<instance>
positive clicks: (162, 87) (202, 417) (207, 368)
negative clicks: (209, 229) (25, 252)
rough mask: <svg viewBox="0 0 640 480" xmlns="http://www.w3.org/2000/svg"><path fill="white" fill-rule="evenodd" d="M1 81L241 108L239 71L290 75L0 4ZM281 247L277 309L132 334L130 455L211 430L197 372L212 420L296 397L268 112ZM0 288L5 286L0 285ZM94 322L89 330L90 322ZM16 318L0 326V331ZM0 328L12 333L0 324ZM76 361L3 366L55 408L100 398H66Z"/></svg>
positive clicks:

Description of the task
Rewrite all of the entries above, replacing "positive clicks" with "include points" wherever it occurs and leaving everything else unchanged.

Answer for the task
<instance>
include points: (162, 87) (202, 417) (207, 368)
negative clicks: (209, 229) (25, 252)
rough mask: <svg viewBox="0 0 640 480" xmlns="http://www.w3.org/2000/svg"><path fill="white" fill-rule="evenodd" d="M1 81L241 108L239 71L290 75L0 4ZM281 247L277 309L132 334L130 455L211 430L197 372L212 420L296 397L268 112ZM0 288L5 286L0 285ZM94 322L89 330L90 322ZM16 318L0 326V331ZM0 328L12 333L0 324ZM76 361L3 366L55 408L100 398H66Z"/></svg>
include points:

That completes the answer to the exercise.